Material =
□ □ □ □ □
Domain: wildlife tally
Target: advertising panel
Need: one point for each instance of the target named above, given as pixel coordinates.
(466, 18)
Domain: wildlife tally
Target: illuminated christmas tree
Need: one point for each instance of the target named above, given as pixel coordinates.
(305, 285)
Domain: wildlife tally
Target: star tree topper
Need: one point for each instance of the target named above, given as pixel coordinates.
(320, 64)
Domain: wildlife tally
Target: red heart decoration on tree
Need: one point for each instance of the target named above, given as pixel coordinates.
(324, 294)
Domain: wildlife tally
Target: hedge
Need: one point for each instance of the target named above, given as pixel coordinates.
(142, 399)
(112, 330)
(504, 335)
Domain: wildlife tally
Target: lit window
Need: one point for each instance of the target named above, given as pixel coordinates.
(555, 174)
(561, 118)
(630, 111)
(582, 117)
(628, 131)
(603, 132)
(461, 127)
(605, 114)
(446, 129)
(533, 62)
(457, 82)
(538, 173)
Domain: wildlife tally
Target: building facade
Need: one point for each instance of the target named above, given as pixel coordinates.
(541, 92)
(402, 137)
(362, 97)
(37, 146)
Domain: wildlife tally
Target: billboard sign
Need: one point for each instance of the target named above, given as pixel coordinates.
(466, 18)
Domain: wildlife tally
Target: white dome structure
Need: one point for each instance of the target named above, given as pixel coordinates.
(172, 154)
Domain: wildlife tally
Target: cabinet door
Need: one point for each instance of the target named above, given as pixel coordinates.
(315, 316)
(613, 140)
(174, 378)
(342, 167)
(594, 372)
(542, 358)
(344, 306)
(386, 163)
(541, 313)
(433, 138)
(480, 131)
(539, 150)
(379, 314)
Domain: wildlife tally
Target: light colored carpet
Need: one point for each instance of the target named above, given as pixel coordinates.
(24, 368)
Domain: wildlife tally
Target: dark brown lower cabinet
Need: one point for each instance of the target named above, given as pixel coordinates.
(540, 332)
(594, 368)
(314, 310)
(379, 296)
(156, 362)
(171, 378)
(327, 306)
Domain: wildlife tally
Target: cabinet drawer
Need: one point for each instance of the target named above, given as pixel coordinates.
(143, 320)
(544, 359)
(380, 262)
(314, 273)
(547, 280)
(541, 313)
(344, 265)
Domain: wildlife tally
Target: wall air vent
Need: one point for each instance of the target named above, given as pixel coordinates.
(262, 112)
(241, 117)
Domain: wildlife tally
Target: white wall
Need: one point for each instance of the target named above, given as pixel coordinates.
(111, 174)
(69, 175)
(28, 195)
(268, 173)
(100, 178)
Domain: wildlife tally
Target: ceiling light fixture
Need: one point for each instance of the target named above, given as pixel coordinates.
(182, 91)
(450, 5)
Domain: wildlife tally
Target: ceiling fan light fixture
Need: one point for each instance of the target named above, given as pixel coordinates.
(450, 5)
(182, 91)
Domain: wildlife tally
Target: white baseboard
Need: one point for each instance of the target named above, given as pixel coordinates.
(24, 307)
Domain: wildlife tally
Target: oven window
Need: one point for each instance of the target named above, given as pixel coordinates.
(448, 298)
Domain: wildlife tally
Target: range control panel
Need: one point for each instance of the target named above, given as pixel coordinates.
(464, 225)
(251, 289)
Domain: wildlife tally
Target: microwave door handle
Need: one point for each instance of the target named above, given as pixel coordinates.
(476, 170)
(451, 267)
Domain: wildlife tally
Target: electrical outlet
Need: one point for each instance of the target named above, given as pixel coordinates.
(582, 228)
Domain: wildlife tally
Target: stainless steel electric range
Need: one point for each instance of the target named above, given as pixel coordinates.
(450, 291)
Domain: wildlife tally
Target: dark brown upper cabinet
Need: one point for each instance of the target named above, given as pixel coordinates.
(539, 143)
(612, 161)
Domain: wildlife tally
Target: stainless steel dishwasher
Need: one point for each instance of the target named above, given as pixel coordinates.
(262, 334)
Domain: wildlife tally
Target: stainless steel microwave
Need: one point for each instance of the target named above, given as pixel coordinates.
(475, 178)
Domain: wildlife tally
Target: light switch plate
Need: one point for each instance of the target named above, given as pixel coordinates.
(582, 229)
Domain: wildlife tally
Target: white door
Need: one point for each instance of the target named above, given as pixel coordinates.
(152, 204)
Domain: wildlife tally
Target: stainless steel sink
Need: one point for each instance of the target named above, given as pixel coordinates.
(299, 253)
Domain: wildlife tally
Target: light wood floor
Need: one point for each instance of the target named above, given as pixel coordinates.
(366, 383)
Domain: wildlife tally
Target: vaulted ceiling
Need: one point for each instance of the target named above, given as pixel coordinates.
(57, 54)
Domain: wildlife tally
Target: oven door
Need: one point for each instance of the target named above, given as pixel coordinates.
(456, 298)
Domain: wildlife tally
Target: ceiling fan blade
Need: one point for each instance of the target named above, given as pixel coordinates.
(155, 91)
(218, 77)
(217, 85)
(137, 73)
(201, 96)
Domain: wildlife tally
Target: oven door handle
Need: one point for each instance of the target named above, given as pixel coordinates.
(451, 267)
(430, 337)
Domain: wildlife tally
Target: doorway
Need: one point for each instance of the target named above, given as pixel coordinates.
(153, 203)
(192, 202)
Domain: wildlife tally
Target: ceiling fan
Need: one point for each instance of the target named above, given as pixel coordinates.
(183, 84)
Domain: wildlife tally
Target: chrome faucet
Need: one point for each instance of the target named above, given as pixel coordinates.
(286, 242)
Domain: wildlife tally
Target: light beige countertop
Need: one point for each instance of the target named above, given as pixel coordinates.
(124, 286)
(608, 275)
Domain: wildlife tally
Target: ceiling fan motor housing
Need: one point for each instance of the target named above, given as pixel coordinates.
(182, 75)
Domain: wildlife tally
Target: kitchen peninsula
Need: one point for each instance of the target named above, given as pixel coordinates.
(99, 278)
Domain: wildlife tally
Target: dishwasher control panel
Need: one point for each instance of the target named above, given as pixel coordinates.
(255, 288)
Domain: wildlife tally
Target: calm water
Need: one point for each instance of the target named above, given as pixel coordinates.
□ □ □ □ □
Select every line of the data above that contains the word "cabinet", and copy each one as it appears.

Target: cabinet door
Target: dark brown lower cabinet
Target: cabinet drawer
Target: dark brown upper cabinet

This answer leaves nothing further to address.